SOURCE MATERIAL:
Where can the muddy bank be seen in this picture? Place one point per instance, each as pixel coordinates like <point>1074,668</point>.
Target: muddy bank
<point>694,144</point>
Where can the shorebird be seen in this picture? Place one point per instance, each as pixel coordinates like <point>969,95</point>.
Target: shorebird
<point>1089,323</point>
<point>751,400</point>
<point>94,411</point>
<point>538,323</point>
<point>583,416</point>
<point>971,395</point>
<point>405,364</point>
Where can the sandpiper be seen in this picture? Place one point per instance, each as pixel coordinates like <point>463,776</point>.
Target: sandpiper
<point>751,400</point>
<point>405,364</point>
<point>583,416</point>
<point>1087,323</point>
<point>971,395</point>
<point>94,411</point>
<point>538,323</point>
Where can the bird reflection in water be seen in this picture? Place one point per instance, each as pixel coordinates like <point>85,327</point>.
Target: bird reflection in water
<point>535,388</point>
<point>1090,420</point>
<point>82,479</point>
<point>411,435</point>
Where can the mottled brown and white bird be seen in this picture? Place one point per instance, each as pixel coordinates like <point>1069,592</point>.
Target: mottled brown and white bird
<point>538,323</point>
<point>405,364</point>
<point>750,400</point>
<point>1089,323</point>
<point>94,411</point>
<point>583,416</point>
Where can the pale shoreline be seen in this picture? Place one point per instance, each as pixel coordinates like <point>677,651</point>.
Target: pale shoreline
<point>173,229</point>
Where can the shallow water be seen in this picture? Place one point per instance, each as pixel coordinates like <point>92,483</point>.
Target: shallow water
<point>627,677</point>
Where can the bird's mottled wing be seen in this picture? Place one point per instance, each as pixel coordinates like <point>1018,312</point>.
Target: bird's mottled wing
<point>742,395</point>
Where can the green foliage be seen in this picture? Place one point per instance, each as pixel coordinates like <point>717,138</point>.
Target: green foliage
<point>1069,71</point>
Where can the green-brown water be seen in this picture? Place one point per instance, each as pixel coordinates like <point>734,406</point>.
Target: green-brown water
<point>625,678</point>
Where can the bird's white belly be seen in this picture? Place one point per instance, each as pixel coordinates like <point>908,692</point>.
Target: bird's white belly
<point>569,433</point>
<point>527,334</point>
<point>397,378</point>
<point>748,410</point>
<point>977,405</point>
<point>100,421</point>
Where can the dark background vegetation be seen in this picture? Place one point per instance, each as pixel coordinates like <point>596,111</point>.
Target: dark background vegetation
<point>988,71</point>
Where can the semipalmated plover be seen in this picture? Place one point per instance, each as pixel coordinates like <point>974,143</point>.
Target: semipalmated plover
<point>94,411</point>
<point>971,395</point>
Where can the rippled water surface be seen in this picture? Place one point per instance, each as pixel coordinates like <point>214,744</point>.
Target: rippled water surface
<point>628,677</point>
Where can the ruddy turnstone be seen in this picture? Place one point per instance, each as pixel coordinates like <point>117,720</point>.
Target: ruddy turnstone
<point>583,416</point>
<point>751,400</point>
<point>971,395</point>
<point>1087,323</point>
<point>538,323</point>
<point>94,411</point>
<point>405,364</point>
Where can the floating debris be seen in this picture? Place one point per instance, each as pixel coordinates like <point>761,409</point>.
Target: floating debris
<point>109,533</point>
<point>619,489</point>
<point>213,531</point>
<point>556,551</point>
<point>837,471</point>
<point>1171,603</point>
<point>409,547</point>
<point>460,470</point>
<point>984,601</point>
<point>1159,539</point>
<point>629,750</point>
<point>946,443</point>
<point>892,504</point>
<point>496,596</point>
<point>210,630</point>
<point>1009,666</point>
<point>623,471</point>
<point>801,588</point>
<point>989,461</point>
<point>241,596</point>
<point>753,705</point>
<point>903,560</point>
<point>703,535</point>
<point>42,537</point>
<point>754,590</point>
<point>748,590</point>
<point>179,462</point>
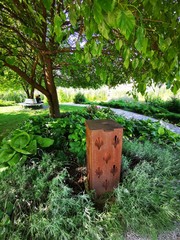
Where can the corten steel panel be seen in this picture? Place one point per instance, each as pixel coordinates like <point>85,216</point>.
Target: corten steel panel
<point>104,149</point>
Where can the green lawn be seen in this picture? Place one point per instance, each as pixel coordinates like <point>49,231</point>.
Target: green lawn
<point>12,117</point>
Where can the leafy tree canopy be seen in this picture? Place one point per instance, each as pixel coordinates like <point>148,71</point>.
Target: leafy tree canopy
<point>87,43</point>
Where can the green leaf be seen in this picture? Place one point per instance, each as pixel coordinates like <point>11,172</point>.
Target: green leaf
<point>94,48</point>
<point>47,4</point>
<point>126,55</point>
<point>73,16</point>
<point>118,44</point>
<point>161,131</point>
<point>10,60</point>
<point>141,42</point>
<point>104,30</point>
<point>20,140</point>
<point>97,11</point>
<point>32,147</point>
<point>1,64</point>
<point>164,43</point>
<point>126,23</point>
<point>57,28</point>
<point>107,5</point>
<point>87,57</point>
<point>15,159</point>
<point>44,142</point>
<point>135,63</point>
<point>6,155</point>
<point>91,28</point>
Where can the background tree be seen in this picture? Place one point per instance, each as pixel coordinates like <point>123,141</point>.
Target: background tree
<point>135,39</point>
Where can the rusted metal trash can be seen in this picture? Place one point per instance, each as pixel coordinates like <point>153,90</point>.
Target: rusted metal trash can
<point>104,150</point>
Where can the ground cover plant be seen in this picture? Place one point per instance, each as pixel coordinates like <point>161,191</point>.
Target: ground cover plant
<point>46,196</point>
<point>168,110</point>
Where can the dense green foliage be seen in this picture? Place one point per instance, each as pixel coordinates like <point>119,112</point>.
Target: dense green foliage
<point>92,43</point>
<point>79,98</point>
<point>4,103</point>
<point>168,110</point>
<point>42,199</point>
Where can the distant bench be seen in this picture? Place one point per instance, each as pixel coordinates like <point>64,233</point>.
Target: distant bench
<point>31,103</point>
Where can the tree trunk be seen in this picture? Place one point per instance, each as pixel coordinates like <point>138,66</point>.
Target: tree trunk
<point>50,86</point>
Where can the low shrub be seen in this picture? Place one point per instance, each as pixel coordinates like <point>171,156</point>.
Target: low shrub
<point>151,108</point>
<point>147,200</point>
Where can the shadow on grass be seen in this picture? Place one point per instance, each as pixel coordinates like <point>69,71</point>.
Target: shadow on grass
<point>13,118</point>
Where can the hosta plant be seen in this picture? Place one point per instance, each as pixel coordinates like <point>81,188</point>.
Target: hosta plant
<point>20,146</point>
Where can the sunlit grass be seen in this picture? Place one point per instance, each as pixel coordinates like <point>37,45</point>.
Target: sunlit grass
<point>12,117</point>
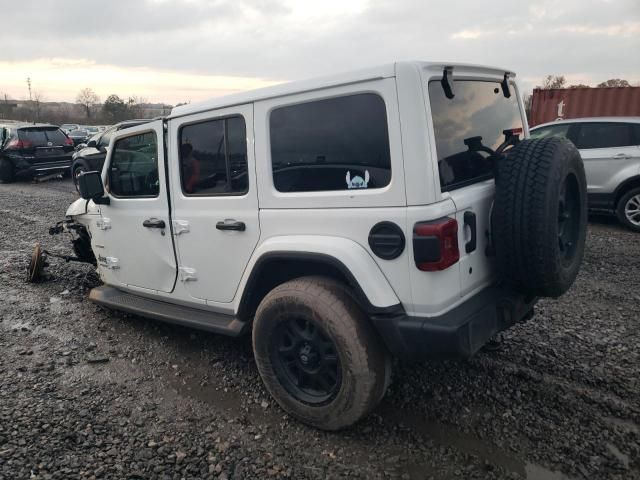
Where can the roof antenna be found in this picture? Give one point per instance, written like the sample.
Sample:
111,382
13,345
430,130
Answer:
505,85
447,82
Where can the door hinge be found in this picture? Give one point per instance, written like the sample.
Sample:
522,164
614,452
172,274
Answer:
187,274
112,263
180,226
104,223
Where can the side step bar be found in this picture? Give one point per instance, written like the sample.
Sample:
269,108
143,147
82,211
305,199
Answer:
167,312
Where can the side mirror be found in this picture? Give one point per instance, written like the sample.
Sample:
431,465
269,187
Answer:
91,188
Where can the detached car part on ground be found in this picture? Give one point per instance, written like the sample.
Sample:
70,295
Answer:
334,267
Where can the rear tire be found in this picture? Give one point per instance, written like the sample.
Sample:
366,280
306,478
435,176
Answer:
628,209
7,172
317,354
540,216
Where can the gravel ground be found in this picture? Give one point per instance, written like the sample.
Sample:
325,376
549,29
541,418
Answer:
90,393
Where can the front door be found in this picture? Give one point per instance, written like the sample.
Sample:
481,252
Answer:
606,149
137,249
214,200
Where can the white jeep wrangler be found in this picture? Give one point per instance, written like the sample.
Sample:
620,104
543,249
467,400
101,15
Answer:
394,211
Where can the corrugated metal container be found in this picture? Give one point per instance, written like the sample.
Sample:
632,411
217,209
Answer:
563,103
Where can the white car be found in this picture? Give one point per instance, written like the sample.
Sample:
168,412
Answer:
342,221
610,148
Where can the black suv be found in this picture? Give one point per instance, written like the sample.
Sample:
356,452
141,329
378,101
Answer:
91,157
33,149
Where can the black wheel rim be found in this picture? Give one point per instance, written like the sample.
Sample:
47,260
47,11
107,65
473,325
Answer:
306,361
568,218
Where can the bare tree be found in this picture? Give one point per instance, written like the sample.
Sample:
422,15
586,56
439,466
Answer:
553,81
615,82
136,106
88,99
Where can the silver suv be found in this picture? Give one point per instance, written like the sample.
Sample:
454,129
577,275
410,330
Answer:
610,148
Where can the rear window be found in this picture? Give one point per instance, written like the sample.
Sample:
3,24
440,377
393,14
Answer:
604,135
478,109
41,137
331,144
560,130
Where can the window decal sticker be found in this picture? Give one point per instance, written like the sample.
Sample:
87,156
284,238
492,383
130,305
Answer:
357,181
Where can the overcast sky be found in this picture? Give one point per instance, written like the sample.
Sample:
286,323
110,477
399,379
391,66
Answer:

EXERCISE REQUIREMENTS: Whenever the word "black" occurs in a line above, copy that line.

WRITTEN REPLY:
Where can the black suv be found in this picture? Give one point per instance, written like the sample.
Where can the black wheel rim be found in this picture? Give one point per instance, written like the sample.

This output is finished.